SOURCE DOCUMENT START

The authors concluded that childhood trauma is a distinct and predictive—though not necessary—feature of conversion disorder. 5

The authors’ observations

Psychotherapy and attention to socio-cultural beliefs may enable the patient to “give up” the conversion symptom.3 Several factors determine choices of psychotherapies, although elements of all approaches are commonly used:

  • CBT and behavioral therapy have roles in treating acute symptoms.
  • Supportive therapy and hypnotherapy are recommended for treating rare, longstanding conversion symptoms (4 to 6 months duration).
  • Psychodynamic therapy can help patients who are introspective, can remember details about their past, and are willing to participate in longer-term therapy.

Cognitive-behavioral therapy. Behavior is shaped by what we learn from the environment. Conversion behavior can be reinforced by others who help maintain the symptoms. Behavioral therapy and CBT are aimed at modifying behaviors via desensitization and by increasing the patient’s understanding of his or her physical capacities.

Hypnosis gives patients a medium to recall experiences and feelings they cannot consciously bring up in treatment. Symptom exploration and reduction are broad goals.

Psychodynamic therapy aims to resolve unconscious conflict after a traumatic event. A patient who develops lower-extremity paralysis or sensory problems after having been chastised for running away might benefit from this model, for example.

Supportive psychotherapy emphasizes reassurance and education. For Miss T, that would mean reassurance that her paralysis will improve, with education about conversion disorder and how difficult life events can cause similar symptoms.

Sociocultural considerations. Cultural beliefs inhibit some people’s emotions and may predispose them to conversion symptoms.

No empirical evidence indicates that medication improves conversion disorder. Anecdotal reports cite positive response to older antipsychotics, lithium, and electroconvulsive therapy. 6

Patients with conversion disorder, however, tend to develop mood and/or anxiety symptoms later, and psychotropics may help treat these comorbidities. Follow the patient while symptoms are present. 7 Comorbid symptoms’ severity, response, and presentation dictate follow-up frequency.

SOURCE DOCUMENT END

WHAT TO PRODUCE:
Decide whether each statement agrees with the passage on treating conversion disorder, answering yes or no and quoting the passage's deciding words exactly. 1. Supportive therapy and hypnotherapy are recommended for rare, longstanding conversion symptoms. 2. Empirical evidence shows that medication improves conversion disorder. 3. Psychodynamic therapy aims to resolve unconscious conflict after a traumatic event. The data that follow have no connection to the passage on treating conversion disorder.

PROVIDED RECORDS START

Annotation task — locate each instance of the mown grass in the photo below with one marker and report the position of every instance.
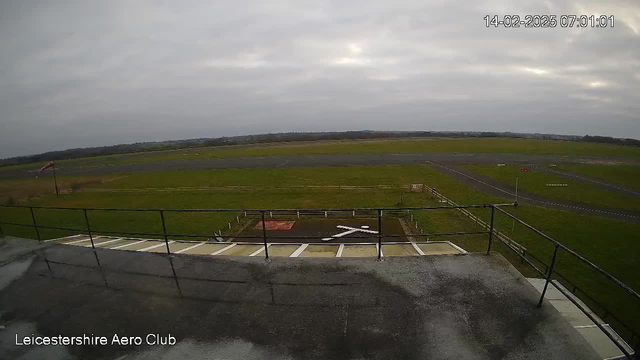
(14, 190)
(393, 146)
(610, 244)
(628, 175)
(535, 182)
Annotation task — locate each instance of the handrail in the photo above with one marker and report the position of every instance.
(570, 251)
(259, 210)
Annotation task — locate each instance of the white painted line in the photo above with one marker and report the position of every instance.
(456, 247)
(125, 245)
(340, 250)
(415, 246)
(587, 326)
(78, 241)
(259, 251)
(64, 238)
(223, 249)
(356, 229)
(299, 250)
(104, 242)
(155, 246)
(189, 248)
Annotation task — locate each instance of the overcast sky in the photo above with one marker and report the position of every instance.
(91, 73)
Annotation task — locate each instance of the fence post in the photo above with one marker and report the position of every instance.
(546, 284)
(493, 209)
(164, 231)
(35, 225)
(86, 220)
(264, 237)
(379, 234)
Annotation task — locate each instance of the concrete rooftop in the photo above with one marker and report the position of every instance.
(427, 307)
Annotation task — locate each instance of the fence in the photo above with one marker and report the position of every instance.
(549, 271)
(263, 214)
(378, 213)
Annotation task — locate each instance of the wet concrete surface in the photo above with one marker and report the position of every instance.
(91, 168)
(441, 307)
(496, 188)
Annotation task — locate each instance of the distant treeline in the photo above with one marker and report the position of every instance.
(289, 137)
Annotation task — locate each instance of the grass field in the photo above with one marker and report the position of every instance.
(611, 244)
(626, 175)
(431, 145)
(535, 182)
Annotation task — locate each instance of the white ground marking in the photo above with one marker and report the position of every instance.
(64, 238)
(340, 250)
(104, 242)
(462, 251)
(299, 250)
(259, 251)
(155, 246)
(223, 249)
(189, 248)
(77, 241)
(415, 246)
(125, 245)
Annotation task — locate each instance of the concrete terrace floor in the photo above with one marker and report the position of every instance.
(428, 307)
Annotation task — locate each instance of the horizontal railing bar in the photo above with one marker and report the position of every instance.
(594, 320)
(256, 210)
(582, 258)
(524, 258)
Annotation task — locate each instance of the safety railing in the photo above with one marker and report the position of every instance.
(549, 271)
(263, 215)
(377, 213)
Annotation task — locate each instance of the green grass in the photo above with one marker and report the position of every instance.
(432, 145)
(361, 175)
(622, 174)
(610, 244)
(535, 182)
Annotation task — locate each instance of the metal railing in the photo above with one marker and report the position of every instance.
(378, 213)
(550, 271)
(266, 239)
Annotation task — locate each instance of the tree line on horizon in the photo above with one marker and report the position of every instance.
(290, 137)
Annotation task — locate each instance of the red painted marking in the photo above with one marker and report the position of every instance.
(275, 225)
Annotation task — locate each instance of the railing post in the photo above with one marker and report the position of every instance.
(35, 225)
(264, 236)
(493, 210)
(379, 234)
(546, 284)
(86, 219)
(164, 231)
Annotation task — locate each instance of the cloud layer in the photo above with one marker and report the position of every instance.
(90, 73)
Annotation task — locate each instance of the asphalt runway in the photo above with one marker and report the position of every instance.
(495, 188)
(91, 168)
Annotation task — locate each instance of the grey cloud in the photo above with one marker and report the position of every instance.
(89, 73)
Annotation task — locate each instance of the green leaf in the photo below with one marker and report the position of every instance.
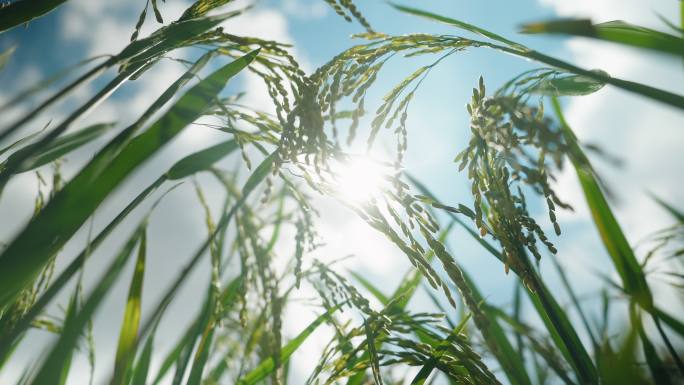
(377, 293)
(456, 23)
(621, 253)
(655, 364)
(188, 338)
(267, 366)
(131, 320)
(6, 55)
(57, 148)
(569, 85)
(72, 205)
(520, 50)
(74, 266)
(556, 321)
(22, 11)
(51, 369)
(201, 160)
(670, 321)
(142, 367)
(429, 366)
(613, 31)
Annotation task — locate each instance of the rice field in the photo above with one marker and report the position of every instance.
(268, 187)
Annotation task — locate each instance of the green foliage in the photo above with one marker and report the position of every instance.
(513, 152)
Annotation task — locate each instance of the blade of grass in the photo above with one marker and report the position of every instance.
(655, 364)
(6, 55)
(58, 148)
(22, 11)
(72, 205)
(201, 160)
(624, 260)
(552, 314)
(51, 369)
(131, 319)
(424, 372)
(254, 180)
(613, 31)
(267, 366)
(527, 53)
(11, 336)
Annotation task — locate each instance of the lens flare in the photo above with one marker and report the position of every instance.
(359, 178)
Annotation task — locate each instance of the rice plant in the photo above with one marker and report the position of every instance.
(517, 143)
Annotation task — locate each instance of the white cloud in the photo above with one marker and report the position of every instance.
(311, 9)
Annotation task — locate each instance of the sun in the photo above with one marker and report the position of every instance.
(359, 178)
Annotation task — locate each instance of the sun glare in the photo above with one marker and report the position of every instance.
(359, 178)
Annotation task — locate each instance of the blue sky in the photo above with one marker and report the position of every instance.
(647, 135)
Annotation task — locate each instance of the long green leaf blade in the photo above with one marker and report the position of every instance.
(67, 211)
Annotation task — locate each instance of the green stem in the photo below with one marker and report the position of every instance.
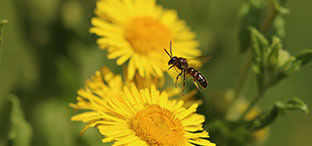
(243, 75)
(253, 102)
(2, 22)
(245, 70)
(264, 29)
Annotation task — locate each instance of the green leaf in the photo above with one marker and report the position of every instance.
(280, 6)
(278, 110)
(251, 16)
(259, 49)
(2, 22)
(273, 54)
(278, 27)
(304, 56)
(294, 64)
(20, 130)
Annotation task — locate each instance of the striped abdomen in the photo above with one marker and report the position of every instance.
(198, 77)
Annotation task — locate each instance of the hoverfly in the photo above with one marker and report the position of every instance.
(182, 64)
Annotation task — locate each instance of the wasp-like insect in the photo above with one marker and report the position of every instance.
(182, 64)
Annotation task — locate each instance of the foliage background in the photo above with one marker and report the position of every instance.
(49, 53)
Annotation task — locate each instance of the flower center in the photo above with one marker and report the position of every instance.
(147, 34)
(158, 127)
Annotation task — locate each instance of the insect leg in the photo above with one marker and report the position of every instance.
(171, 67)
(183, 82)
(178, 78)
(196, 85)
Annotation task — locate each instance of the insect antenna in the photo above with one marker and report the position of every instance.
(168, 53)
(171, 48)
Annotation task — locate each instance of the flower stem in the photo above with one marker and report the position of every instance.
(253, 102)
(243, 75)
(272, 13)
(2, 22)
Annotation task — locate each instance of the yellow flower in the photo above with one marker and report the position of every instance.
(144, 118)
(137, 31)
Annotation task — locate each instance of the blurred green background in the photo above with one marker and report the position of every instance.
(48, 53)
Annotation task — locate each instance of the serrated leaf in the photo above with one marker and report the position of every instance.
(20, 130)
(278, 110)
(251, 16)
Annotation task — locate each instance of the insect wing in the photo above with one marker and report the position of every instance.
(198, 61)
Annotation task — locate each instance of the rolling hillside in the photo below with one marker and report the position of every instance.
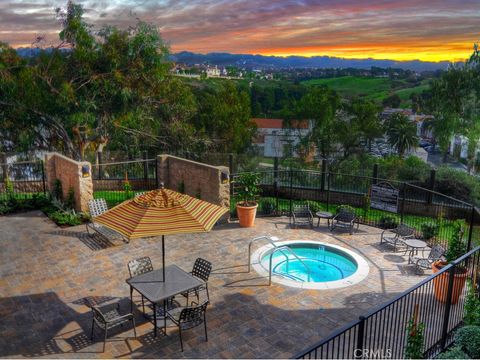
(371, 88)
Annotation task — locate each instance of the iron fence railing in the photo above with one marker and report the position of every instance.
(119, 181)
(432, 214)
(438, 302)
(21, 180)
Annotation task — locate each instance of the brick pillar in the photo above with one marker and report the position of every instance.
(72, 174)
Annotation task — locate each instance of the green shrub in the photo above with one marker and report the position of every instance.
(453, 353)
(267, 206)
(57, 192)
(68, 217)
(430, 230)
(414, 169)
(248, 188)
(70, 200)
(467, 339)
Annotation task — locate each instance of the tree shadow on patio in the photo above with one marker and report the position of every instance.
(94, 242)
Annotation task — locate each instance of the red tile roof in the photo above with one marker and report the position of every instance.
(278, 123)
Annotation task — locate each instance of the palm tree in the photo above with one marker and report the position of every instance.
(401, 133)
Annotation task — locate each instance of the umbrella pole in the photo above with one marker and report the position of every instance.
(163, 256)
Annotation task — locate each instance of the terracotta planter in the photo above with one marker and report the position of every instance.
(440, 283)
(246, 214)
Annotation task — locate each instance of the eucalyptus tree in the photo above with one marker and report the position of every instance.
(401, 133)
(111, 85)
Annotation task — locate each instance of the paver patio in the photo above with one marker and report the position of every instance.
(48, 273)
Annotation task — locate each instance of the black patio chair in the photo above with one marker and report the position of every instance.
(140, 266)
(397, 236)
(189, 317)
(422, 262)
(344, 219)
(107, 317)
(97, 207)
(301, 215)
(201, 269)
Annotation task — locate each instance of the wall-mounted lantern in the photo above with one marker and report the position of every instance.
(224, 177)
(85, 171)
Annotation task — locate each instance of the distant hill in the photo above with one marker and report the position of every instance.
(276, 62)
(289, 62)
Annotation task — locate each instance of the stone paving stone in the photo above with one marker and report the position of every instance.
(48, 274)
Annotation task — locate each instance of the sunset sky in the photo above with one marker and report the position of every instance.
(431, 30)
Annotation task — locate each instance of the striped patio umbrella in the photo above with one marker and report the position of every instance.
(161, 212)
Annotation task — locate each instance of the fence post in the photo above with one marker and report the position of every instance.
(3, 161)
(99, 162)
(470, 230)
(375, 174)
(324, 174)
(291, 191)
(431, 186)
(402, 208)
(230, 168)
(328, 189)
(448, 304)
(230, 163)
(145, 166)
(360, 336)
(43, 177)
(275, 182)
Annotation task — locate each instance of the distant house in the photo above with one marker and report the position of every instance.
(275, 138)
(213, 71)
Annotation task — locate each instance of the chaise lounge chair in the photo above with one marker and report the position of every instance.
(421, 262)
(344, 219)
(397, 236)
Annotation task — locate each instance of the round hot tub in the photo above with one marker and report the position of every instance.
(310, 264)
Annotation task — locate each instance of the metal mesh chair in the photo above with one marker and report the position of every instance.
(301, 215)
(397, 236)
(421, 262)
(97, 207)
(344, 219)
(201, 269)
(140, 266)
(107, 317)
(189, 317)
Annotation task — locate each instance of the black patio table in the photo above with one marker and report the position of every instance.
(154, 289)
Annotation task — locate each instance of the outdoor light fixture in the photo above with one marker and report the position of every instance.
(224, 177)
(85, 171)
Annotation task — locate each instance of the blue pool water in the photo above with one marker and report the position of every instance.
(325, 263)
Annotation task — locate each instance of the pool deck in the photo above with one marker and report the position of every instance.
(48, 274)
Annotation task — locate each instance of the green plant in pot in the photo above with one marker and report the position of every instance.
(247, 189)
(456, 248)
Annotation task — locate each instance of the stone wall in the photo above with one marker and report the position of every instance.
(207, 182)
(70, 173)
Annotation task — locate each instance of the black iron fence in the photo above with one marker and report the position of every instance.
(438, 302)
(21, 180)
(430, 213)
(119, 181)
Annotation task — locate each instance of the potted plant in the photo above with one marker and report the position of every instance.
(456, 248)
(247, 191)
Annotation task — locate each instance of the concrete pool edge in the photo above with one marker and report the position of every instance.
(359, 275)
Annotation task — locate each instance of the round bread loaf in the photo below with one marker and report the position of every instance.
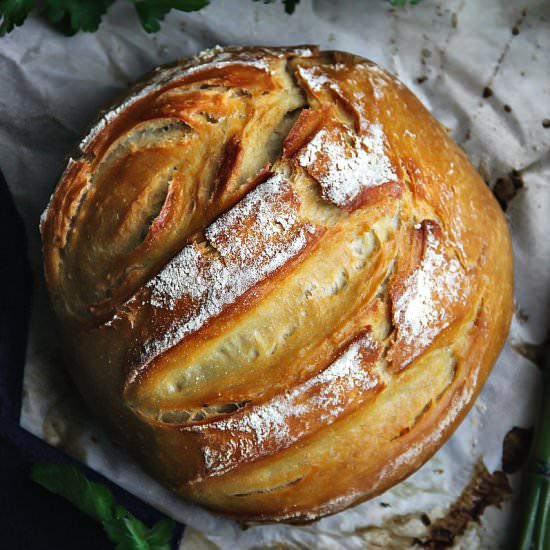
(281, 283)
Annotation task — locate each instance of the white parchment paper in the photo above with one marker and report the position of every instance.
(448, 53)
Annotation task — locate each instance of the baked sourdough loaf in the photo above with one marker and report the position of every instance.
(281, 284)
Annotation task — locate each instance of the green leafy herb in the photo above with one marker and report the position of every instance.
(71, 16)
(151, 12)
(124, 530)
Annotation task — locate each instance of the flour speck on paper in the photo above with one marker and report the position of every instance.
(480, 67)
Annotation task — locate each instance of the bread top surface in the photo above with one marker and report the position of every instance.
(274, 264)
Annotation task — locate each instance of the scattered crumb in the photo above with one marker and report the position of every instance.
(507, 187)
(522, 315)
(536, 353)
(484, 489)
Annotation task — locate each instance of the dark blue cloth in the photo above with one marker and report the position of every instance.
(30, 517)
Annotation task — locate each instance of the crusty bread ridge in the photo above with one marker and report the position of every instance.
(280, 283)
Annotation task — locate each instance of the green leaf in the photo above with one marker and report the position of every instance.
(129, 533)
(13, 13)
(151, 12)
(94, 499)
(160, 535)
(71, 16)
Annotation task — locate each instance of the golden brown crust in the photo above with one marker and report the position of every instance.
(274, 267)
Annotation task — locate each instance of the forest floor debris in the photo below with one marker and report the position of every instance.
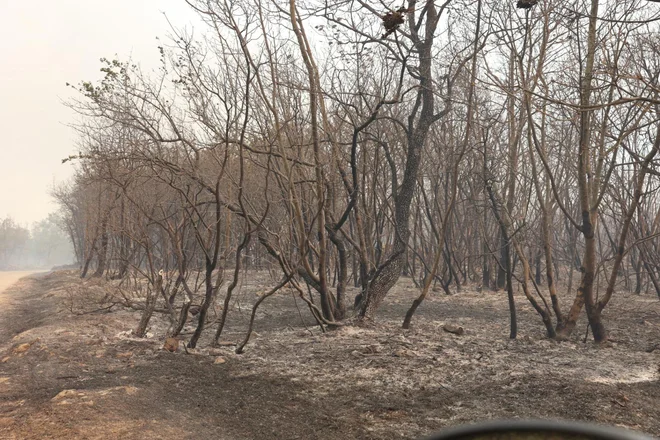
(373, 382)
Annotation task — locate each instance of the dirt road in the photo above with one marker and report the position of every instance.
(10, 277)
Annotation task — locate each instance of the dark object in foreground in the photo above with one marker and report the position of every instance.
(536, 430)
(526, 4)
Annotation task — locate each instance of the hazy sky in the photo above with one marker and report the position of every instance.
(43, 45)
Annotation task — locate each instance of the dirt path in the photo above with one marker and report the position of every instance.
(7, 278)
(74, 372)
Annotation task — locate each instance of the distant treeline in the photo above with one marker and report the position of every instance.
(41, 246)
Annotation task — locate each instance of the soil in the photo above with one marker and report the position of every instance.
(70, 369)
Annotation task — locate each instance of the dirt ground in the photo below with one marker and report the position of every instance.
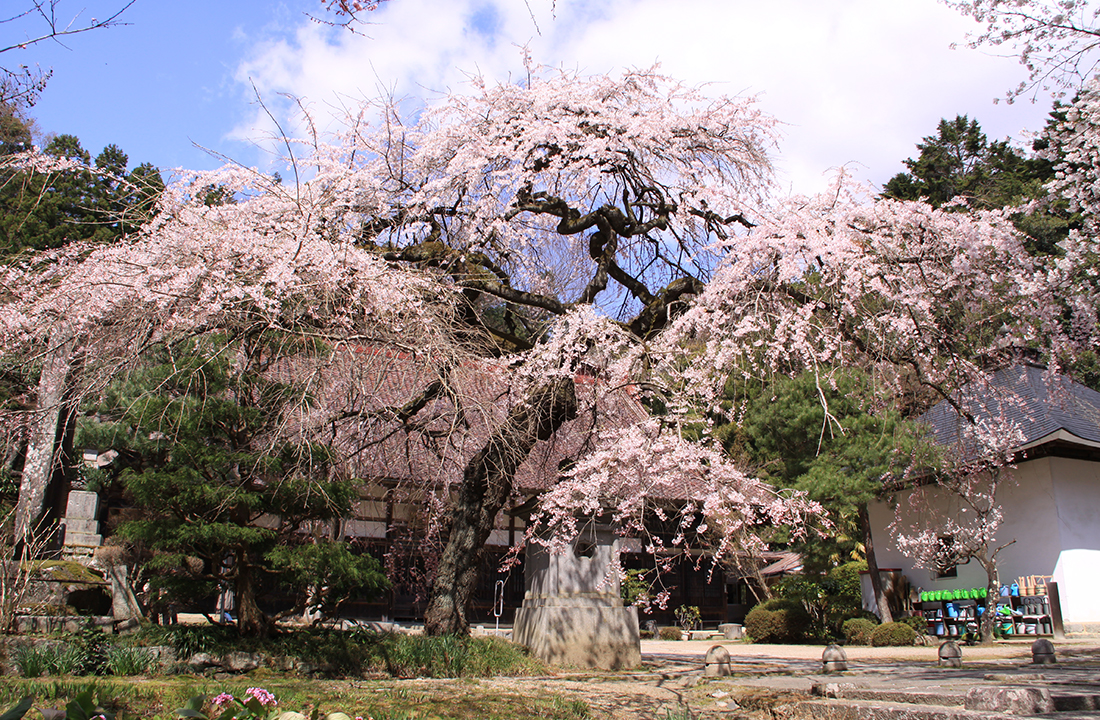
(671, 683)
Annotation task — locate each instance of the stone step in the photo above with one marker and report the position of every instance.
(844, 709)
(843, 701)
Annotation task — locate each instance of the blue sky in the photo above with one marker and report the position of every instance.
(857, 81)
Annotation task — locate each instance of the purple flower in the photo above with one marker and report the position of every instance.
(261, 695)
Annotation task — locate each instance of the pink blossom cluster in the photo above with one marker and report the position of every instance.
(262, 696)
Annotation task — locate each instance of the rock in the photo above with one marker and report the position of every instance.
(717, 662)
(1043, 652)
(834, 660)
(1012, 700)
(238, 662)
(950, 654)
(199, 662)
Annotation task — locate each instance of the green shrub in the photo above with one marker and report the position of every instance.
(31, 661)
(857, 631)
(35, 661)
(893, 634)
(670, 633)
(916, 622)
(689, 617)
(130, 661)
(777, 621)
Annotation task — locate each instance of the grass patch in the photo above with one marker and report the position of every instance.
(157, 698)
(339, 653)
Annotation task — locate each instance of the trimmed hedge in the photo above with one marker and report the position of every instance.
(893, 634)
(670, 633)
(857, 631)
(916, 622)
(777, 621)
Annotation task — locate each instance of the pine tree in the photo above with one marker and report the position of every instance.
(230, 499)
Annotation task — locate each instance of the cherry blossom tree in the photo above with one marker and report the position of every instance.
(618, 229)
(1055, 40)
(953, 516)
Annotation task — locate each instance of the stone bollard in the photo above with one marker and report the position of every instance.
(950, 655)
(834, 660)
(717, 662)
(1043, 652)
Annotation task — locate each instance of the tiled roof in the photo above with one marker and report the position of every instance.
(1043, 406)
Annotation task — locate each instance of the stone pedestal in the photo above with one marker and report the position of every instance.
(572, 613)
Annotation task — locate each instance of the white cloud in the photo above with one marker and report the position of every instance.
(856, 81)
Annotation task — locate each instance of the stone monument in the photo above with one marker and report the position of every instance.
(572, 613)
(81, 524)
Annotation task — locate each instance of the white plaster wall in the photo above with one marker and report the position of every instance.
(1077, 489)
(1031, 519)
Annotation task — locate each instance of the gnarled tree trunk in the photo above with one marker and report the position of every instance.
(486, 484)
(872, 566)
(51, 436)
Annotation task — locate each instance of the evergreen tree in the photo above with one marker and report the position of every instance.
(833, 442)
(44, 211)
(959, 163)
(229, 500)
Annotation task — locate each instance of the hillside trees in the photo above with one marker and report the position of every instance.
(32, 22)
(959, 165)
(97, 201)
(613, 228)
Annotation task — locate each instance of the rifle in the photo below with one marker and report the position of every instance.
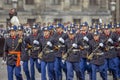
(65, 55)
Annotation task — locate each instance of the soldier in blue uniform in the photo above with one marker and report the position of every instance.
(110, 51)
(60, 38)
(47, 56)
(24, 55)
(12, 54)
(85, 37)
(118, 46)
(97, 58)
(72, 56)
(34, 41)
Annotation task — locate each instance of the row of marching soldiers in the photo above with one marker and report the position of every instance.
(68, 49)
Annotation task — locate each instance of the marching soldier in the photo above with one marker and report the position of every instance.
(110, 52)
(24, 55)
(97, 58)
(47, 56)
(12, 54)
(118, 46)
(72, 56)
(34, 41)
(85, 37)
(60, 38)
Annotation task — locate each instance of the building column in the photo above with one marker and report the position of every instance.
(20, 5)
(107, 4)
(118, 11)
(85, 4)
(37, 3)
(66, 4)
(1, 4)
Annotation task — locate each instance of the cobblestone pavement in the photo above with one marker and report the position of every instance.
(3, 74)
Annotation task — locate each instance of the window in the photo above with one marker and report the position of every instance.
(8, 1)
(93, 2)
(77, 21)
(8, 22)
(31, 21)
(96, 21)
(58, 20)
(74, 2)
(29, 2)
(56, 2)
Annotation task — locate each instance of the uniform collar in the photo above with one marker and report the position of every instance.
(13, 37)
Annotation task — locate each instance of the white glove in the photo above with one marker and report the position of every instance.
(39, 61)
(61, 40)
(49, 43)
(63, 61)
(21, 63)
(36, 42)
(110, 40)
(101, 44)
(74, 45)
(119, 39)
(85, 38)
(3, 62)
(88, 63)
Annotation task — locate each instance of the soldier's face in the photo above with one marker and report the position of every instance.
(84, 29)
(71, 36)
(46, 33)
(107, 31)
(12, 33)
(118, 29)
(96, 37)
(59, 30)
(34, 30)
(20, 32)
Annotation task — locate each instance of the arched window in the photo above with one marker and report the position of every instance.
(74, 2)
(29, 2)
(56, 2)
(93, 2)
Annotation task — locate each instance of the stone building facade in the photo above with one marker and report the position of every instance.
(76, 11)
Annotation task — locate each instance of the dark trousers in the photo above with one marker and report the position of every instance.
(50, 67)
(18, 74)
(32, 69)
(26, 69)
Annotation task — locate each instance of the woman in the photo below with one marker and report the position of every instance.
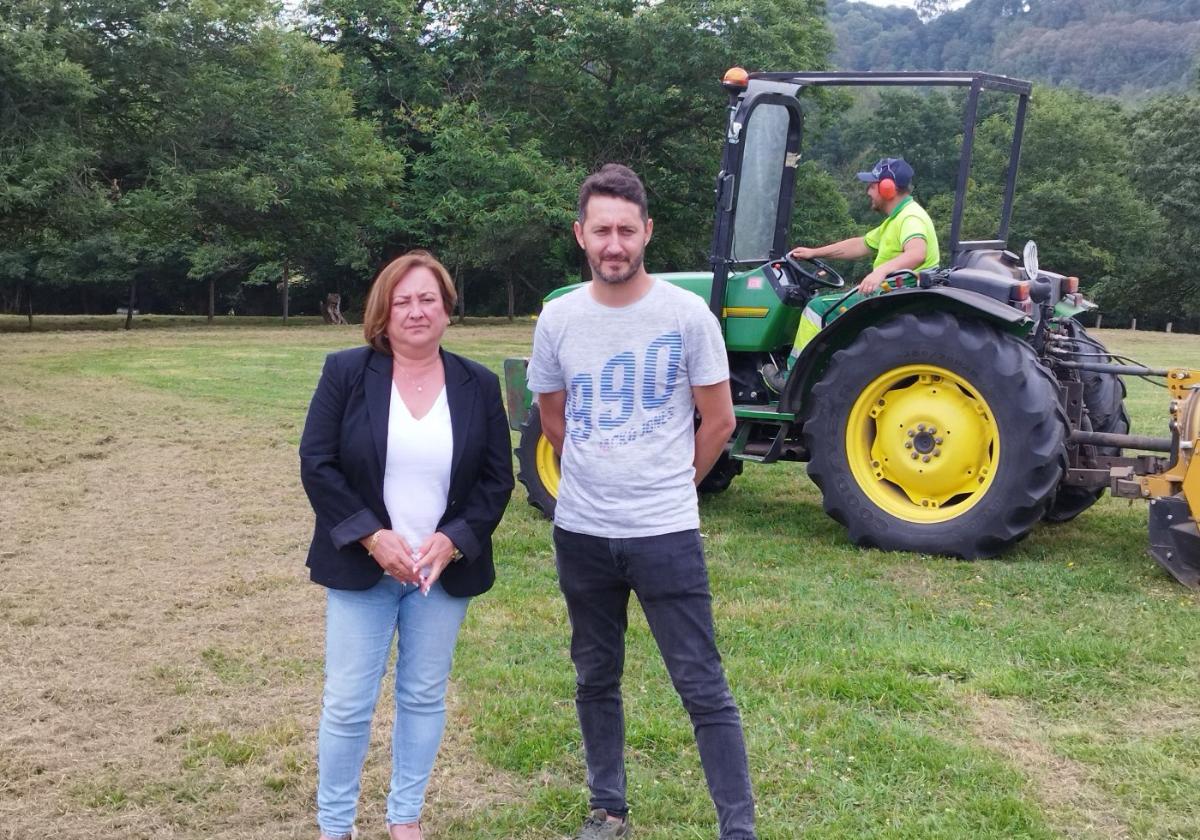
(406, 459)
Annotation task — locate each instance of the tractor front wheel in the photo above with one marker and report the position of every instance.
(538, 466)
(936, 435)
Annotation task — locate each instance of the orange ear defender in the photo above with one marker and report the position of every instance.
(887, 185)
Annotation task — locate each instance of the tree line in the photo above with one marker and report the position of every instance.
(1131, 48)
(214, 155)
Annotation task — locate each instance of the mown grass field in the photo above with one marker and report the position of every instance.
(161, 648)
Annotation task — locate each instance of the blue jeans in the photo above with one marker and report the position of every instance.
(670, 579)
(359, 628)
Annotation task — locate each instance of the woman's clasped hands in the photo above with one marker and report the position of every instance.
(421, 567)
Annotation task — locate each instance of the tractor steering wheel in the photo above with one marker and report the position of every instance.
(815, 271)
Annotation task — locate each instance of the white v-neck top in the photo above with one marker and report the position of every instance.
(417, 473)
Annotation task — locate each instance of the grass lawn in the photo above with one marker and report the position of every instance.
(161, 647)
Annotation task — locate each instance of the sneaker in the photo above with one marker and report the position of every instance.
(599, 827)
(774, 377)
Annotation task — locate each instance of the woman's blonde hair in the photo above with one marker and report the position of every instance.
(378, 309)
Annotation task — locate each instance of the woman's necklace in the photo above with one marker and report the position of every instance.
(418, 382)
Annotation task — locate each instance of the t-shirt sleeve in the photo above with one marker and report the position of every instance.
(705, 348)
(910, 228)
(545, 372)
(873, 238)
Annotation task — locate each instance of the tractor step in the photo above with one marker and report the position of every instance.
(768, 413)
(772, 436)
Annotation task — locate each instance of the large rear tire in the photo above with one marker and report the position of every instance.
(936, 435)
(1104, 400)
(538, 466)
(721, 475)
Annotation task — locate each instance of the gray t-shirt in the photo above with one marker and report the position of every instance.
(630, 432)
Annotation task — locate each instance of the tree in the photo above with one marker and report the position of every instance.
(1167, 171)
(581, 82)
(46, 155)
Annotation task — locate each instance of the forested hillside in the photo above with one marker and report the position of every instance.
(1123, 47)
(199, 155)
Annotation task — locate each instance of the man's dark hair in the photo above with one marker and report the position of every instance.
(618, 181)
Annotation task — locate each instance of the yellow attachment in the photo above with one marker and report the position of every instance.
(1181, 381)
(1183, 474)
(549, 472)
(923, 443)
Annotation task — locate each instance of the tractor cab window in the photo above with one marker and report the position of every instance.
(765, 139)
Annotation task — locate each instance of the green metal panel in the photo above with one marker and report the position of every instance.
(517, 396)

PROVIDED RECORDS END

TASK RESULT:
1. Yes: "Supportive therapy and hypnotherapy are recommended for treating rare, longstanding conversion symptoms (4 to 6 months duration)."
2. No: "No empirical evidence indicates that medication improves conversion disorder."
3. Yes: "Psychodynamic therapy aims to resolve unconscious conflict after a traumatic event."